# What the task asks
An exact transcription of all the records below is required, without any images.

Excerpted data Start Marker

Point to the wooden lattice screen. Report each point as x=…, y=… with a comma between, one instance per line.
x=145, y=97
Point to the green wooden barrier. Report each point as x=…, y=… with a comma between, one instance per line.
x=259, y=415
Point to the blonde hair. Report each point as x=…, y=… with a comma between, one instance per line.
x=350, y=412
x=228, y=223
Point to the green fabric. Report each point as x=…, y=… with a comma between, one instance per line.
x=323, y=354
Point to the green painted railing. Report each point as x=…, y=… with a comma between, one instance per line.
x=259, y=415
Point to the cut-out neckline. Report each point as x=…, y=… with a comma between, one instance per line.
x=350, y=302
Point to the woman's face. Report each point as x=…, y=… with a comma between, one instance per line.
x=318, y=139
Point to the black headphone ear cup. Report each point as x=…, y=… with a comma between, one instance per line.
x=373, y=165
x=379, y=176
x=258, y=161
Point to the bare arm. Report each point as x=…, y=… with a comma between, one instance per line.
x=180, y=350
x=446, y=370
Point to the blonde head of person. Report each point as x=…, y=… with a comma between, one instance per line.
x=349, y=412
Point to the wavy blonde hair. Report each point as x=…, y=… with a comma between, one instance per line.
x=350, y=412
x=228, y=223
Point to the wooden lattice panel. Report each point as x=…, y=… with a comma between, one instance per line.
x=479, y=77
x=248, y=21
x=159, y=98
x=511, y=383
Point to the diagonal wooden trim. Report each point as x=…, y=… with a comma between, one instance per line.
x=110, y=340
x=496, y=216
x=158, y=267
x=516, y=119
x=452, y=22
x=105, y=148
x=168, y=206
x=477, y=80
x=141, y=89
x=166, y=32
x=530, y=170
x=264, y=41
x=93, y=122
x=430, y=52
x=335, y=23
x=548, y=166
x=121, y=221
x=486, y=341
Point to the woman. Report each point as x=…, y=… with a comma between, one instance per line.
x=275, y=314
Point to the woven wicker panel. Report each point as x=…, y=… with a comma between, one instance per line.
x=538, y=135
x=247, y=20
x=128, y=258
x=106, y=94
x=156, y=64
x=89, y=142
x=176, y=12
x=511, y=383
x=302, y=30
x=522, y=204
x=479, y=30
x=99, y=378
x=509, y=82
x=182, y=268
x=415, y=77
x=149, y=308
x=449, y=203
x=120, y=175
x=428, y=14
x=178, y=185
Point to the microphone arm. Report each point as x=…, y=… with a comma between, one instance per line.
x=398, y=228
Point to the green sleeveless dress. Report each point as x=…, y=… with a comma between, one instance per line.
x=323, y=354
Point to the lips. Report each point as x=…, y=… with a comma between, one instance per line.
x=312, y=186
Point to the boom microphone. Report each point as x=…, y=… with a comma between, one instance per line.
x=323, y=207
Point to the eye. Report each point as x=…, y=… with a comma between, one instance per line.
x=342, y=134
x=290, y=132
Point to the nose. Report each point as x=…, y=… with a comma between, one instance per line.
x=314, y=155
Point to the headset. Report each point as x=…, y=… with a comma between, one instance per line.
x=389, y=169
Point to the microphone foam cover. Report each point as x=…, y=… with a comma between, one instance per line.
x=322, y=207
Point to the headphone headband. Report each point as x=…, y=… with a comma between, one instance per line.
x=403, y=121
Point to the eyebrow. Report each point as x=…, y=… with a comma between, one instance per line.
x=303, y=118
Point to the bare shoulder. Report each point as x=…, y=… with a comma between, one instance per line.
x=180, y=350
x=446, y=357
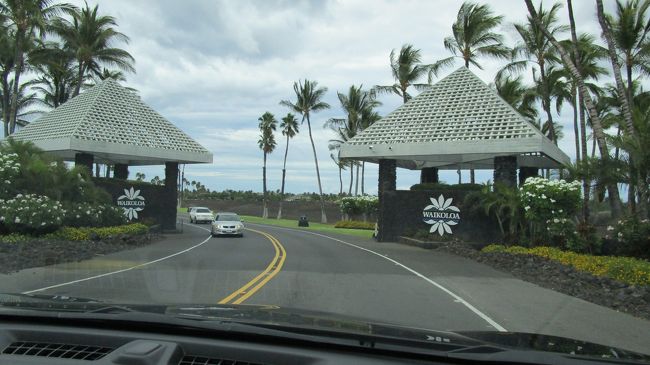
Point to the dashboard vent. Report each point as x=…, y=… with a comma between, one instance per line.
x=57, y=350
x=200, y=360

Excerpted data End Marker

# Task output
Point to the wooden lattice screen. Report each point as x=…, y=… with a comma between, one instance per line.
x=145, y=97
Point to the green wooden barrier. Report each point as x=…, y=… with a comma between, one instance per line.
x=259, y=415
Point to the blonde hair. Report each point as x=…, y=… with a comma between, one instance per line.
x=350, y=412
x=228, y=223
Point to the green fabric. Report each point as x=…, y=… with a comma between, one instance per line.
x=323, y=354
Point to the green painted railing. Report each point as x=…, y=… with a comma between, one instance per line.
x=259, y=415
Point to the cut-out neckline. Report each point as x=…, y=… with a comma between, one instance per line.
x=350, y=302
Point to the woman's face. Report each point as x=…, y=… with a comma between, one instance per line.
x=318, y=139
Point to the black headphone ear cup. Report each point as x=…, y=… with a comma between, one instance per line.
x=373, y=165
x=379, y=176
x=258, y=161
Point to the bare arm. Report each point as x=…, y=… with a comma between, one instance per line.
x=180, y=350
x=446, y=370
Point to the blonde head of person. Report each point as x=…, y=… with a comma between, one instance per line.
x=349, y=412
Point to the wavy blonde hair. Report each point as x=…, y=… with a comma between, one instance per line.
x=350, y=412
x=228, y=223
Point to the wooden lattice panel. Report each point as x=…, y=… with a comma between, one instance per line.
x=479, y=77
x=248, y=21
x=159, y=98
x=511, y=383
Point to the diagonal wooden trim. Report each point as x=…, y=… with a comma between, one instance per line.
x=110, y=340
x=496, y=216
x=158, y=267
x=516, y=119
x=452, y=22
x=105, y=148
x=168, y=206
x=477, y=80
x=141, y=89
x=166, y=32
x=530, y=170
x=264, y=41
x=93, y=122
x=430, y=52
x=335, y=23
x=548, y=166
x=121, y=221
x=486, y=341
Point to the woman. Report each point as x=…, y=… with a comma between, one instance per line.
x=275, y=314
Point to the woven wicker panel. Report each point as x=…, y=… with a comma between, one instance per line.
x=538, y=135
x=247, y=20
x=128, y=258
x=106, y=94
x=156, y=64
x=89, y=142
x=176, y=12
x=511, y=383
x=302, y=30
x=522, y=204
x=479, y=30
x=99, y=378
x=509, y=82
x=182, y=268
x=415, y=77
x=149, y=308
x=449, y=203
x=120, y=175
x=428, y=14
x=178, y=185
Point to the microphone arm. Report each point as x=…, y=… with a comma between, one instance per line.
x=398, y=228
Point to the green sleeveless dress. Report each point as x=…, y=… with a comma between, one instance per line.
x=323, y=354
Point to the lips. Report each point as x=…, y=… with a comma between, one instance per line.
x=312, y=186
Point to the boom microphone. Report each point as x=…, y=… with a comma between, one instance per line.
x=323, y=207
Point to the eye. Report each point as x=…, y=… with a comma between, one instance per line.
x=342, y=134
x=290, y=132
Point to the nose. Report each point as x=…, y=… with a comma between, one instance per line.
x=314, y=155
Point to the headset. Report each point as x=…, y=… with a comma between, one instance per line.
x=389, y=169
Point to the microphone foam cover. Report each point as x=…, y=… with a comma between, one instance per line.
x=322, y=207
Point to the headphone headband. Report each point as x=…, y=… with a comma between, one instance per line.
x=403, y=121
Point to the eyebrow. Report each point as x=…, y=… with a comma between, one instance per line.
x=303, y=118
Point to the bare shoulder. Report each point as x=…, y=… with a comma between, one instance per line.
x=180, y=350
x=446, y=357
Point to the dashboard vent. Report each point as x=…, y=… with a comma between, one instance per line.
x=57, y=350
x=200, y=360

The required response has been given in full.